__EXTRAIT CHOISI__.
........
En élevage porcin biologique, la réglementation impose une durée de l’allaitement de 40 jours minimum, ce qui peut conduire à des œstrus en cours de lactation qui peuvent concerner jusqu’à 33 % des truies au-delà de 35 jours d’allaitement, ce pourcentage étant variable en fonction de l’élevage et de la conduite (Ferchaud et al., 2014). Ces femelles se retrouvent alors désynchronisées par rapport à leur bande. Des travaux ont montré que l’effet mâle peut être utilisé pour induire volontairement un œstrus de lactation afin d’inséminer les truies tout en maintenant la lactation pour un sevrage plus tardif. Ainsi, l’exposition à un verrat 15 minutes par jour de truies primipares et multipares à partir de 18 jours après la mise bas, augmente les œstrus de lactation (62 % vs 16 % sans effet mâle), les truies multipares ayant plus d’œstrus de lactation que les primipares (Terry et al., 2014). Cette pratique est peu utilisée en élevage.
Enfin, l’effet mâle est utilisé sur des truies après le sevrage pour stimuler la croissance folliculaire et l’ovulation et diminuer l’intervalle sevrage-œstrus (Kemp et al., 2005). Par exemple, une exposition au verrat trois fois par jour dès deux jours après le sevrage augmente le nombre de truies qui ovulent dans les neuf jours après le sevrage (Kemp et al., 2005).
........
__DONNÉES FOURNIES__.
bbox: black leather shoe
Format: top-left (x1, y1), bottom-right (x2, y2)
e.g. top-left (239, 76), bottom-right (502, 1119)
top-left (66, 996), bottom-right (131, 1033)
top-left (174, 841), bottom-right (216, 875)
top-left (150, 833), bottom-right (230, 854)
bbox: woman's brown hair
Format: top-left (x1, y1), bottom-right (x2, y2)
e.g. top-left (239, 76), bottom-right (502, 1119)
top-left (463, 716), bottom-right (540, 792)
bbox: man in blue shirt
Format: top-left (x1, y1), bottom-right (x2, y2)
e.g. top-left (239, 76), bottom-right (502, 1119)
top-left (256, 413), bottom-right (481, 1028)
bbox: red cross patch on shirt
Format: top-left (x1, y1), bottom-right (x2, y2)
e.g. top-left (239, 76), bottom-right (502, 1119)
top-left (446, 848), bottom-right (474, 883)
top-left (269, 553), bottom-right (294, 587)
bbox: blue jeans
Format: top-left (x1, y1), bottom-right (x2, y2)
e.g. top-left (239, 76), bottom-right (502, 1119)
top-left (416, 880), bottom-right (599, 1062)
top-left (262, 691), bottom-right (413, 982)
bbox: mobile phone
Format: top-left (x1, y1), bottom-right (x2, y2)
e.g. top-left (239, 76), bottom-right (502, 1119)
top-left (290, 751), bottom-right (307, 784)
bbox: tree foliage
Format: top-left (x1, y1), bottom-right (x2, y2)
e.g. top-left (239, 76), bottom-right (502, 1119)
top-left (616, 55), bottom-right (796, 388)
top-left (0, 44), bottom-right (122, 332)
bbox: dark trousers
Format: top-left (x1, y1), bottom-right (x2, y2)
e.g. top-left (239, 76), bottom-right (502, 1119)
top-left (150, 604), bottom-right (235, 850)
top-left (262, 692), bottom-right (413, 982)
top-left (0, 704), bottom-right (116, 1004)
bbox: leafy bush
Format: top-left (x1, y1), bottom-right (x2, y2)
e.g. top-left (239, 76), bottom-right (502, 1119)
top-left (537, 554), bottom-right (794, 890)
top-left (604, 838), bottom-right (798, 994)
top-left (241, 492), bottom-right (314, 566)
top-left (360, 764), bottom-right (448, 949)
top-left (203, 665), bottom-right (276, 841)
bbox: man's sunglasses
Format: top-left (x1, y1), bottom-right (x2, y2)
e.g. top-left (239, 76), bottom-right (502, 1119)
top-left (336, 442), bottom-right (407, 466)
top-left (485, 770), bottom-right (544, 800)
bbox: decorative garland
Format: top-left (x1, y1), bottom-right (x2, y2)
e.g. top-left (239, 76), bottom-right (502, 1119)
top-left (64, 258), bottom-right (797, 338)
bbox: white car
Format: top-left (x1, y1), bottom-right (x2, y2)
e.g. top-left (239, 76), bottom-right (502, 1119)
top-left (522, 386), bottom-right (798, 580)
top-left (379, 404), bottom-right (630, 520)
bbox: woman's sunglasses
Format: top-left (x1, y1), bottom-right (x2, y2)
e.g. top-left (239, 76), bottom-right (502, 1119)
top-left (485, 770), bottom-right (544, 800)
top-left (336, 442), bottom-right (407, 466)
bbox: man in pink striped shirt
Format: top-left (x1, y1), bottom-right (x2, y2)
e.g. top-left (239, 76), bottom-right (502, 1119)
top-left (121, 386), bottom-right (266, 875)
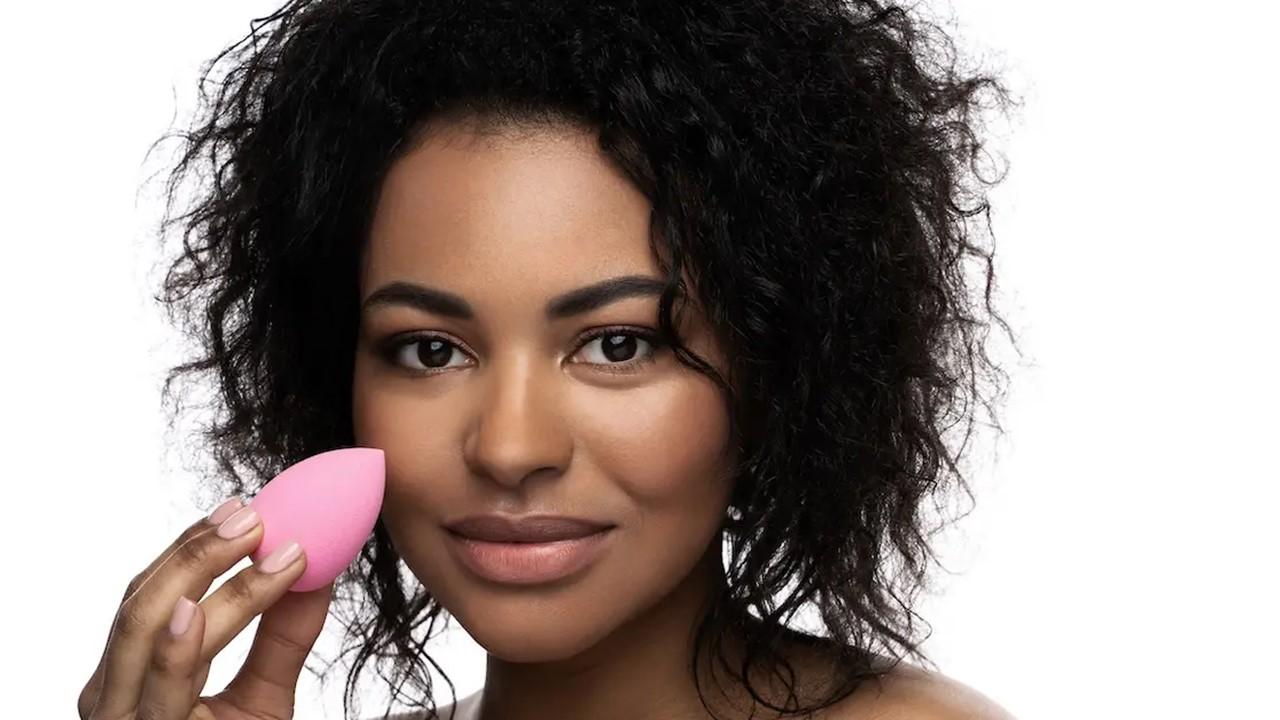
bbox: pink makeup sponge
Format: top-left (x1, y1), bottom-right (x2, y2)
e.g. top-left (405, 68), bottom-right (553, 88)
top-left (250, 447), bottom-right (387, 592)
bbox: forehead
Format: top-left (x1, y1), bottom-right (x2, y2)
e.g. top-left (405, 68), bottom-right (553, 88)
top-left (361, 124), bottom-right (658, 301)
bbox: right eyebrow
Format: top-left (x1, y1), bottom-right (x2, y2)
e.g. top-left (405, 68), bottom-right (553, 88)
top-left (361, 275), bottom-right (667, 320)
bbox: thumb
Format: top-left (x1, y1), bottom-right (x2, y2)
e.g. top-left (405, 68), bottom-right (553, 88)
top-left (218, 583), bottom-right (333, 717)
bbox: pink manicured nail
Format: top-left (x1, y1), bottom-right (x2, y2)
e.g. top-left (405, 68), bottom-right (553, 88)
top-left (209, 497), bottom-right (244, 525)
top-left (218, 507), bottom-right (257, 539)
top-left (169, 597), bottom-right (196, 637)
top-left (259, 541), bottom-right (302, 573)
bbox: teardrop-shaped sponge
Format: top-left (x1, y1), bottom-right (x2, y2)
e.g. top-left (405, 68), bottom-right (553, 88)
........
Recopiez à l'identique et en entier l'extrait sur l'effet mâle en élevage porcin. Les enregistrements proviennent d'une source distincte de l'extrait.

En élevage porcin biologique, la réglementation impose une durée de l’allaitement de 40 jours minimum, ce qui peut conduire à des œstrus en cours de lactation qui peuvent concerner jusqu’à 33 % des truies au-delà de 35 jours d’allaitement, ce pourcentage étant variable en fonction de l’élevage et de la conduite (Ferchaud et al., 2014). Ces femelles se retrouvent alors désynchronisées par rapport à leur bande. Des travaux ont montré que l’effet mâle peut être utilisé pour induire volontairement un œstrus de lactation afin d’inséminer les truies tout en maintenant la lactation pour un sevrage plus tardif. Ainsi, l’exposition à un verrat 15 minutes par jour de truies primipares et multipares à partir de 18 jours après la mise bas, augmente les œstrus de lactation (62 % vs 16 % sans effet mâle), les truies multipares ayant plus d’œstrus de lactation que les primipares (Terry et al., 2014). Cette pratique est peu utilisée en élevage.
Enfin, l’effet mâle est utilisé sur des truies après le sevrage pour stimuler la croissance folliculaire et l’ovulation et diminuer l’intervalle sevrage-œstrus (Kemp et al., 2005). Par exemple, une exposition au verrat trois fois par jour dès deux jours après le sevrage augmente le nombre de truies qui ovulent dans les neuf jours après le sevrage (Kemp et al., 2005).